### What you will do
Please output the lines of the entries below as a JSON list of strings, one string per line and blank lines left out, starting with the line that contains "Spot any visible black sign board." and going on through the last line of the entries.

Stored records:
################
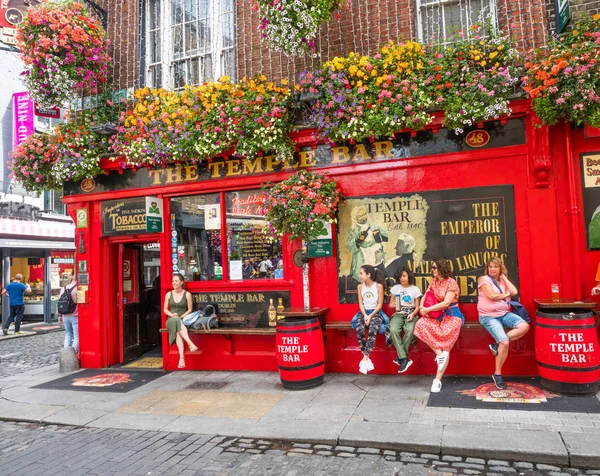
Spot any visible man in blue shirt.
[2,274,31,335]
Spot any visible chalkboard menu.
[192,291,290,328]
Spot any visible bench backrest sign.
[102,197,163,236]
[192,291,290,328]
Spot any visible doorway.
[109,242,161,365]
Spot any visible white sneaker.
[367,359,375,372]
[435,350,450,372]
[358,360,368,375]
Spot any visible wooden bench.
[160,327,275,336]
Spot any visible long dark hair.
[433,258,454,279]
[394,268,417,284]
[360,264,387,290]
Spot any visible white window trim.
[416,0,498,44]
[144,0,236,89]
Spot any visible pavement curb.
[0,415,600,469]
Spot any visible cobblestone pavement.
[0,330,65,377]
[0,422,600,476]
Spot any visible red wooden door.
[117,245,143,362]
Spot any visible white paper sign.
[229,260,244,280]
[204,204,221,230]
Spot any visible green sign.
[308,223,333,258]
[554,0,571,35]
[146,197,163,233]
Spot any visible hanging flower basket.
[262,171,341,241]
[255,0,350,56]
[17,0,110,106]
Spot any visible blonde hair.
[485,256,508,276]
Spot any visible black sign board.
[581,151,600,250]
[192,291,290,327]
[102,197,146,236]
[64,118,525,195]
[337,185,519,303]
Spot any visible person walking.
[2,274,31,335]
[57,278,79,355]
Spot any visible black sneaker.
[398,359,412,374]
[490,374,506,390]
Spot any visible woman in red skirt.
[415,259,465,393]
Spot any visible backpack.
[56,285,77,314]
################
### Task response
[
  "Spot any visible black sign board.",
  "[581,151,600,250]",
  "[192,291,290,327]",
  "[102,197,146,236]",
  "[64,118,525,195]",
  "[337,185,519,303]",
  "Spot any visible person walking.",
  "[2,274,31,335]",
  "[57,278,79,355]",
  "Spot any visible black sneaker.",
  "[398,359,412,374]",
  "[490,374,506,390]",
  "Spot any visible woman in red skirt.",
  "[415,259,465,393]",
  "Spot any visible backpack.",
  "[56,285,77,314]"
]